EXERCISE GOAL - Transcribe each record below word for word.

(Stored items)
——————

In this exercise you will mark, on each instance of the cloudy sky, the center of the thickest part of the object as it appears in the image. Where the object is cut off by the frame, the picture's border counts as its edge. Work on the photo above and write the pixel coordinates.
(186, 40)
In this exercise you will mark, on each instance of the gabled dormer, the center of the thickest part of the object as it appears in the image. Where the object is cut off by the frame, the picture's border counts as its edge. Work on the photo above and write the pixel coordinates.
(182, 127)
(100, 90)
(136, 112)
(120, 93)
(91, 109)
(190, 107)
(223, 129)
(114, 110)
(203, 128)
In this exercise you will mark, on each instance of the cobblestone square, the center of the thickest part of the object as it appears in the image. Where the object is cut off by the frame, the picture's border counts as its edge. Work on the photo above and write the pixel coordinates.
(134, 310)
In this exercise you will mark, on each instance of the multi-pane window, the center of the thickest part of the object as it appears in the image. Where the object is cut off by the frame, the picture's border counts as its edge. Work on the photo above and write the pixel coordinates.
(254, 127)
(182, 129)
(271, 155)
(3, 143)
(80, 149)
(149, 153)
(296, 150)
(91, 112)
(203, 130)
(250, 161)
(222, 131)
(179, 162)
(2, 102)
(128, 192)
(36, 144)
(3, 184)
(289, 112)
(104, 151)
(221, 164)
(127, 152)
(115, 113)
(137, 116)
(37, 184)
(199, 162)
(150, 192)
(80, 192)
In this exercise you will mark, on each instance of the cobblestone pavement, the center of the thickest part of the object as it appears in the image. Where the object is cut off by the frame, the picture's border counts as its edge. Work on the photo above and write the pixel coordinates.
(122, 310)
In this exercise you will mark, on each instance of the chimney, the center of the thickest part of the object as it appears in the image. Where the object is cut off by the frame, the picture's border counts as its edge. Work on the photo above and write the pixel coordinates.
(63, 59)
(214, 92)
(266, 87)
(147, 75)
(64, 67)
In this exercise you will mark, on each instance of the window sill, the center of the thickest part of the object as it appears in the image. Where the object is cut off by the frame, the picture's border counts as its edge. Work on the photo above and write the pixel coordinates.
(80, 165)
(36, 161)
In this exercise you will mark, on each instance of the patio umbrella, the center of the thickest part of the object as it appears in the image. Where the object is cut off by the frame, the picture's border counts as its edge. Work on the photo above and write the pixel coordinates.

——————

EXERCISE RESULT -
In this exercise you will mark, on each instance of the cloudy sky, the center of the thickest part of the object as it appears in the image. Where the object is cut off by the frame, the picture's border counts as its edge. Work on the photo above and write the pixel coordinates.
(186, 40)
In this exercise you will mark, on each instance of the gabled dormer, the center of the thickest part of the object as it appears in the image. Where the object is cut off by the frame, the picture's border counts as its edge. Work on the photo above and write the pixel coordinates.
(182, 127)
(100, 90)
(136, 112)
(120, 93)
(91, 109)
(190, 107)
(223, 129)
(114, 110)
(203, 128)
In this exercise you will mark, on each instance of the cobblestone square, the center of the thickest part of the object as it appears in the image. Where the object is cut off by the frame, the picture's border counts as its edge. Work on the photo above and write the pixel coordinates.
(134, 310)
In this exercise you will mark, on each instance of the multi-pane window, the center of the thickest part of the object as it appears in the image. Where the object is cut off by the frame, the picture's border counts as its edge. Work on the photo above and write the pixel coordinates.
(254, 127)
(182, 129)
(271, 155)
(3, 143)
(80, 149)
(149, 153)
(296, 150)
(91, 112)
(203, 130)
(250, 161)
(222, 131)
(179, 162)
(2, 102)
(128, 192)
(36, 144)
(3, 184)
(289, 112)
(104, 151)
(221, 164)
(127, 152)
(115, 113)
(137, 116)
(37, 184)
(199, 162)
(150, 192)
(80, 192)
In this exercise you will mark, on each instance of the cobblestone pavement, the center of the thickest part of the object as it appears in the image. Where the object is cut off by the frame, the picture's border counts as its edge. Work on the photo above and write the pixel coordinates.
(122, 310)
In this exercise you will mark, on each instance of the chimney, the center of the thickest part of the object as it appears in the image. Where the object is cut off by the frame, the picture's border counts as its edge. Work on the photo above and write the pixel coordinates.
(63, 59)
(214, 92)
(266, 87)
(147, 75)
(64, 67)
In this exercise you will mark, on each instance of the window sill, the center of the thickest part of the object as it appears in the image. Where the object is cut off by the frame, the picture's border counts as its edge. Work on the photo above and write the pixel coordinates.
(80, 165)
(36, 161)
In this exercise you will mark, on each instance of the patio umbrella, the center of the thickest part of the object as it appears in the image. Where the object is cut off by the frame, the picture's border counts as its edge. Work on the photo above and write the pixel coordinates.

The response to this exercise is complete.